Find every line in the records below that contains the string "vest", and copy each of those lines in full.

- - - - - - -

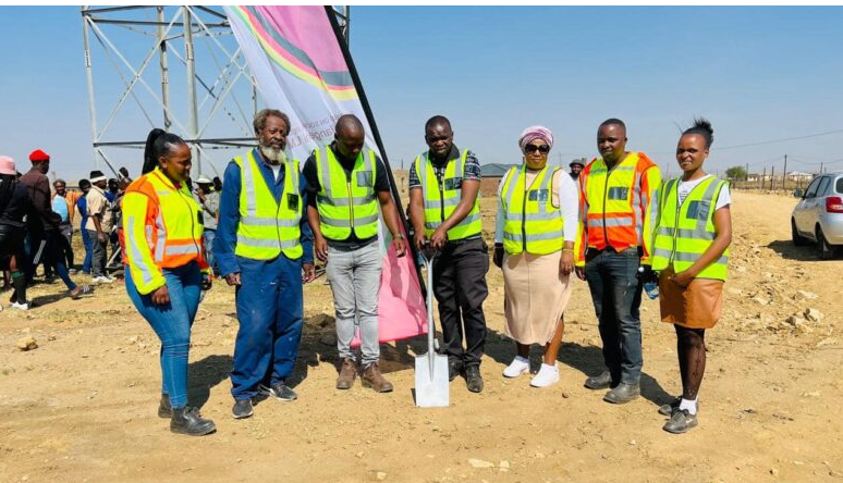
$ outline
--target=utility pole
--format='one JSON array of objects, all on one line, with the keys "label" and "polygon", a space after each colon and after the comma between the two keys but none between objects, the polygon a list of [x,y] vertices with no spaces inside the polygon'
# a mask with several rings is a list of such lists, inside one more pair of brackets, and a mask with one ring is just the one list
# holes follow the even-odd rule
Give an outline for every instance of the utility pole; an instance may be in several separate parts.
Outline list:
[{"label": "utility pole", "polygon": [[775,188],[775,165],[770,166],[770,190]]},{"label": "utility pole", "polygon": [[158,9],[158,41],[161,42],[158,51],[158,62],[161,66],[161,103],[164,111],[164,131],[170,131],[172,120],[170,120],[170,69],[167,64],[167,40],[164,39],[164,16],[163,7]]},{"label": "utility pole", "polygon": [[190,7],[182,7],[184,13],[184,62],[187,67],[187,128],[193,139],[193,159],[196,162],[196,172],[201,176],[201,158],[199,149],[196,147],[196,139],[199,137],[199,122],[196,110],[196,62],[193,48],[193,15]]}]

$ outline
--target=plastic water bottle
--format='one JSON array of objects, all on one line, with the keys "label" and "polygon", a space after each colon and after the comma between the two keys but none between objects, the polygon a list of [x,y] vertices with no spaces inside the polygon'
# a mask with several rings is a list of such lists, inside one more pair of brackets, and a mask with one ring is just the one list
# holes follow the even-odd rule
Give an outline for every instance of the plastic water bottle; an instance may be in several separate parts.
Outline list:
[{"label": "plastic water bottle", "polygon": [[[644,267],[638,267],[638,278],[644,276],[645,270]],[[652,273],[652,272],[650,272]],[[644,292],[647,293],[647,297],[650,298],[650,300],[655,300],[659,298],[659,284],[658,282],[653,282],[652,280],[646,280],[644,281]]]}]

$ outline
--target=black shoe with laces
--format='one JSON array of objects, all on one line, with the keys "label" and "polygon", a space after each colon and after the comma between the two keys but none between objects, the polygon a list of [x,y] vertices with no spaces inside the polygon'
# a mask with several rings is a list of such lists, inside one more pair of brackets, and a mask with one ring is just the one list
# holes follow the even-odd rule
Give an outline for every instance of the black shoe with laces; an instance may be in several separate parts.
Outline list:
[{"label": "black shoe with laces", "polygon": [[465,385],[472,393],[482,392],[482,375],[480,375],[479,366],[469,366],[465,368]]},{"label": "black shoe with laces", "polygon": [[453,381],[463,373],[463,363],[460,361],[448,362],[448,381]]},{"label": "black shoe with laces", "polygon": [[682,403],[682,398],[677,397],[673,399],[672,401],[668,403],[667,405],[661,405],[659,407],[659,414],[661,416],[673,416],[673,411],[679,409],[679,405]]},{"label": "black shoe with laces", "polygon": [[697,424],[697,414],[692,414],[687,409],[676,409],[670,417],[670,421],[664,423],[662,430],[668,433],[682,434],[696,428]]},{"label": "black shoe with laces", "polygon": [[295,391],[293,391],[290,386],[288,386],[283,382],[278,382],[272,384],[272,386],[267,387],[264,384],[260,384],[258,386],[258,391],[266,394],[267,396],[272,396],[278,400],[296,400],[298,398],[298,395],[295,394]]},{"label": "black shoe with laces", "polygon": [[204,436],[217,431],[213,421],[205,419],[199,414],[197,408],[183,407],[173,408],[173,416],[170,419],[170,431],[188,436]]},{"label": "black shoe with laces", "polygon": [[234,419],[248,418],[254,413],[255,410],[252,407],[252,399],[236,399],[234,401],[234,407],[231,408],[231,416],[233,416]]}]

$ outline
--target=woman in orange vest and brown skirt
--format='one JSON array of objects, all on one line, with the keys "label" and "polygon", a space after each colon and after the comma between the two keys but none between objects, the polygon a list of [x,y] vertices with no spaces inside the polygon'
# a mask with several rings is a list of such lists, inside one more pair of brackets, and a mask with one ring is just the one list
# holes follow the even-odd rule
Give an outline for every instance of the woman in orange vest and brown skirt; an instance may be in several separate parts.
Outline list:
[{"label": "woman in orange vest and brown skirt", "polygon": [[659,408],[664,431],[697,425],[697,393],[706,370],[706,329],[720,319],[732,243],[729,185],[702,170],[713,141],[711,123],[699,119],[682,133],[676,161],[682,177],[662,183],[653,227],[652,270],[659,273],[661,320],[676,330],[682,397]]},{"label": "woman in orange vest and brown skirt", "polygon": [[152,129],[143,176],[123,198],[129,298],[161,339],[163,388],[158,416],[170,431],[201,436],[216,431],[187,406],[191,326],[201,290],[210,288],[198,205],[186,186],[191,149],[179,136]]}]

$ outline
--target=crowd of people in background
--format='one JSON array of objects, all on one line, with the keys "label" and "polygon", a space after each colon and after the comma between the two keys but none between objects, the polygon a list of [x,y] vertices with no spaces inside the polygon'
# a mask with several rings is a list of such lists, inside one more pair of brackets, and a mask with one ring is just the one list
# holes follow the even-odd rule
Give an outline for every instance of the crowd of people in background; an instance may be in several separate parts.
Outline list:
[{"label": "crowd of people in background", "polygon": [[[26,288],[37,281],[51,284],[58,275],[66,296],[78,299],[91,295],[95,285],[113,283],[114,275],[124,271],[121,206],[132,183],[129,171],[120,168],[117,177],[108,178],[95,170],[69,186],[61,177],[50,183],[50,156],[44,150],[34,150],[29,164],[24,171],[20,162],[0,157],[0,289],[12,294],[8,302],[0,299],[0,310],[35,307]],[[194,196],[201,199],[212,239],[221,181],[198,182]],[[212,188],[215,184],[219,189]],[[84,253],[74,250],[74,236],[82,237]],[[89,283],[74,282],[80,276],[90,277]]]},{"label": "crowd of people in background", "polygon": [[[382,253],[379,219],[390,250],[432,249],[432,292],[442,324],[441,351],[449,377],[484,391],[480,372],[487,335],[484,301],[489,247],[479,205],[481,165],[453,141],[441,115],[425,124],[425,143],[408,173],[410,230],[405,238],[390,193],[387,166],[365,147],[361,120],[339,117],[333,141],[300,165],[288,157],[289,117],[265,109],[254,120],[257,147],[235,157],[224,184],[190,178],[191,149],[179,136],[149,133],[142,175],[120,170],[109,179],[91,171],[80,191],[56,179],[50,156],[29,154],[21,174],[0,157],[0,262],[8,271],[11,307],[28,310],[27,285],[36,269],[58,275],[66,295],[93,293],[77,285],[73,250],[76,213],[85,247],[81,273],[94,284],[125,273],[125,288],[161,340],[162,388],[158,414],[173,432],[216,430],[187,405],[191,330],[215,274],[235,287],[240,329],[231,372],[232,416],[248,418],[256,397],[297,398],[288,384],[303,329],[303,285],[315,278],[314,257],[326,263],[334,300],[335,387],[361,376],[378,393],[393,391],[379,370],[378,292]],[[663,429],[684,433],[697,422],[697,394],[706,366],[705,332],[720,318],[731,243],[728,183],[706,174],[713,141],[706,120],[680,137],[679,178],[662,181],[645,153],[626,149],[626,125],[600,124],[590,162],[574,160],[569,173],[548,165],[553,134],[530,126],[518,138],[522,160],[503,176],[497,196],[491,261],[504,281],[505,333],[515,343],[503,376],[529,373],[530,346],[542,348],[530,385],[560,380],[558,351],[574,276],[587,282],[599,322],[604,368],[584,385],[607,391],[621,405],[640,396],[644,364],[639,307],[645,284],[658,284],[661,319],[674,325],[683,392],[659,408]],[[125,231],[125,233],[124,233]],[[411,246],[412,243],[412,246]],[[111,253],[111,257],[108,257]],[[650,295],[650,289],[648,289]],[[352,349],[359,334],[361,354]]]}]

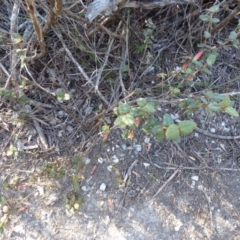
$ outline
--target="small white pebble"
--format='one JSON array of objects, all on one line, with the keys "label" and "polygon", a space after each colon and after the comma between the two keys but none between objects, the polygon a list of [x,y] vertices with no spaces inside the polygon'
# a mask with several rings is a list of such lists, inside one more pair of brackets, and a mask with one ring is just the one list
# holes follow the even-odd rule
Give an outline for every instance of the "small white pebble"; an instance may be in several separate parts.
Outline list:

- - - - - - -

- RESULT
--target=woman in orange vest and brown skirt
Give an outline for every instance of the woman in orange vest and brown skirt; an instance may be in several separate parts.
[{"label": "woman in orange vest and brown skirt", "polygon": [[659,408],[664,431],[697,425],[697,393],[706,370],[706,329],[720,319],[732,243],[729,185],[702,170],[713,141],[711,123],[699,119],[682,133],[676,161],[682,177],[662,183],[653,227],[652,270],[659,273],[661,320],[676,330],[682,397]]},{"label": "woman in orange vest and brown skirt", "polygon": [[152,129],[143,176],[123,198],[129,298],[161,339],[163,388],[158,416],[170,431],[201,436],[216,431],[187,406],[191,326],[201,290],[210,288],[198,205],[186,186],[191,149],[179,136]]}]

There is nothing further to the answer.